SjS affects approximately 4 million Americans and is the third most common rheumatic autoimmune disorder after rheumatoid arthritis (RA) and systemic lupus erythematosus (SLE) [8]. SjS predominantly affects premenopausal women with a female to male ratio of 9:1 [9]. Several epidemiological studies reported no differences in prevalence with relation to geographic region and SjS is known to occur 0.4–4% of the general population [8, 10]. However, due to lack of universally accepted diagnostic criteria, estimated incidence and prevalence varies significantly depending on the criteria used [10].

Diagnostic criteria for SjS are still evolving as more comprehensive clinical data are being collected from multiple centers. The modified European and American diagnostic criteria consider signs and symptoms of dryness as key elements of diagnosis and have been most frequently used in clinical settings [11]. When patients accompany other rheumatic diseases such as SLE or RA, patients are classified as secondary SjS while primary SjS exhibits SjS alone, according to the criteria [11, 12]. Sjögren’s International Collaborative Clinical Alliance (SICCA) group suggested new criteria for the diagnosis of SjS in 2012, which mainly focuses on objective tests (signs) including serology, focus score, and staining for dry eye [13]. The criteria by SICCA proposed lessor emphasis on subjective feelings (symptoms) of dryness and classification of SjS as primary or secondary [13].

## Supplied material:
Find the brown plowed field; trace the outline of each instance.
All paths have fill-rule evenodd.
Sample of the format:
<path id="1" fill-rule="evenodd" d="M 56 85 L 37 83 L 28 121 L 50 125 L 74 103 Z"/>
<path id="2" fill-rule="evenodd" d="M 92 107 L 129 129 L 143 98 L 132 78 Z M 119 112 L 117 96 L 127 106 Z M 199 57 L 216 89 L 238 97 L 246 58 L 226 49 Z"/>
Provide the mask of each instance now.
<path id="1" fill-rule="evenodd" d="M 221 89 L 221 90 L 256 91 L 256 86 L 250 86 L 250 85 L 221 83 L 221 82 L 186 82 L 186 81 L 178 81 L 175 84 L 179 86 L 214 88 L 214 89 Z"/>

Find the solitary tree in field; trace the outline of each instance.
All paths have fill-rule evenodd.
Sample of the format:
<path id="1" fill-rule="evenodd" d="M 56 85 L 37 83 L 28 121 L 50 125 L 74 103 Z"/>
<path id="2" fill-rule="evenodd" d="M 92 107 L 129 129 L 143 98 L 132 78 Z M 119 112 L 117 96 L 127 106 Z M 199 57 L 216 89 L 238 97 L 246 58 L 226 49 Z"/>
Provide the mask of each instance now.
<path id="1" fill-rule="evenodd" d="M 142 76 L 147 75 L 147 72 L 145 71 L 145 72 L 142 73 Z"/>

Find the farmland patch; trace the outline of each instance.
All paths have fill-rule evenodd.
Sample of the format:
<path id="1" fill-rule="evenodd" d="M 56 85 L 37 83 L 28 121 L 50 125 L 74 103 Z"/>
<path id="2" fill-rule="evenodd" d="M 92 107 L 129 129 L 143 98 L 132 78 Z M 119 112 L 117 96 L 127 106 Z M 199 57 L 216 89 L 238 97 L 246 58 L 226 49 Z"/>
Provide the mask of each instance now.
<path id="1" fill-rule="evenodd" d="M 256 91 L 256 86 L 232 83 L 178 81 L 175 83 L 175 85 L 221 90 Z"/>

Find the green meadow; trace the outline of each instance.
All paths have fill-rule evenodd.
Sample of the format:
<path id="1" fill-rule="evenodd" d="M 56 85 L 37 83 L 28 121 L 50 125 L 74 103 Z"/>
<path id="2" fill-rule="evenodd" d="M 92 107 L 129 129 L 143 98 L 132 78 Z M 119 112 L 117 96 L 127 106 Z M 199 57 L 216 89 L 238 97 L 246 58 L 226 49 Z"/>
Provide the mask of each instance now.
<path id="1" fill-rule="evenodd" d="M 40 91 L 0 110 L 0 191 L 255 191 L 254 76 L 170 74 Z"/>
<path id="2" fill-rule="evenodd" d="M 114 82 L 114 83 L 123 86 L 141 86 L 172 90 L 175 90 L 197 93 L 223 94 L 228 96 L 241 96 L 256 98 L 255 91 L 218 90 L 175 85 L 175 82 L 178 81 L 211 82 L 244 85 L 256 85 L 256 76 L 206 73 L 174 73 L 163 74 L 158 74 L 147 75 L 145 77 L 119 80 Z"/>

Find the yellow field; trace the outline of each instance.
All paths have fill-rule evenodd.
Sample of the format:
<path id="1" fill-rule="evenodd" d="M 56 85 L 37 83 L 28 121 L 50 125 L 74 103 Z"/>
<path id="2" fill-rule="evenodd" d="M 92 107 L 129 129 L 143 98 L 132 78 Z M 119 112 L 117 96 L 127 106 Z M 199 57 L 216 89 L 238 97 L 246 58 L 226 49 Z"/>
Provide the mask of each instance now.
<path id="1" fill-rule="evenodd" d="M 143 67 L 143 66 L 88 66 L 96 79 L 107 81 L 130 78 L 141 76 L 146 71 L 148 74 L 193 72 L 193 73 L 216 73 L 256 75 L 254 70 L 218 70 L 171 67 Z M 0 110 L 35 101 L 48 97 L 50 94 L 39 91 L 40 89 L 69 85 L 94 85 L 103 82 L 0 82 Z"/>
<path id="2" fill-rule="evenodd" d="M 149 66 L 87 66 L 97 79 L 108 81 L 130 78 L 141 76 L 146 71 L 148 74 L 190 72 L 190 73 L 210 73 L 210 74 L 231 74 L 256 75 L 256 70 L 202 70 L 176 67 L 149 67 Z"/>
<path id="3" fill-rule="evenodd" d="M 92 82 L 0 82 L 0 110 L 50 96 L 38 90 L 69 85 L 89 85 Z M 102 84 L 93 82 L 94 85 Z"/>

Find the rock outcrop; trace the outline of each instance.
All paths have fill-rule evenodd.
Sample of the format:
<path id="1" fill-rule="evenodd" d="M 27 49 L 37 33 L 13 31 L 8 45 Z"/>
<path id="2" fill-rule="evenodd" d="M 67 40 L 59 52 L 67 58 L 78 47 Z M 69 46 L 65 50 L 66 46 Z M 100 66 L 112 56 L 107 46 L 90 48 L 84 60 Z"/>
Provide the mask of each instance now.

## Work item:
Extend the passage on Sjögren's syndrome past its final sentence.

## Response area:
Main components of current diagnostic criteria include histological examinations of minor salivary glands, serology, and dry eye evaluation. Histology slides of minor salivary glands are prepared from a lip biopsy specimen to identify localized immune cell infiltrates, also known as lymphocytic foci or presented as a focus score. These foci are primarily composed of CD4+ T cells, followed by B cells, CD8+ T cells, natural killer cells, macrophages, and dendritic cells [14, 15]. The infiltrations typically occur in the salivary and lacrimal glands but they can also extend to other organs, such as the lungs and the thyroid gland. Some researchers proposed the term, ‘autoimmune epithelitis’, pointing out the critical roles of epithelial cells in SjS pathogenesis [6] as they appear to participate in active immune response as antigen presenting cells. In addition, infiltrates are frequently associated with acinar cell atrophy, progressive fibrosis and presence of adipocytes in the glands [16]. However, the presence or extensiveness of lymphocytic infiltration in the salivary or lacrimal glands (sialadenitis or dacryoadenitis, respectively) is not always indicative of disease severity or degree of secretory dysfunction [17], which prompted researchers to investigate other potential factors such as autoantibodies that may lead to dry mouth even in the absence of lymphocytic infiltration in the salivary glands[18, 19]. Autoantibodies specific for muscarinic type 3 receptor (M3R) expressed on the acinar cells of the salivary glands will be discussed in the context of secretory dysfunction under M3R immunization models (2.4.2).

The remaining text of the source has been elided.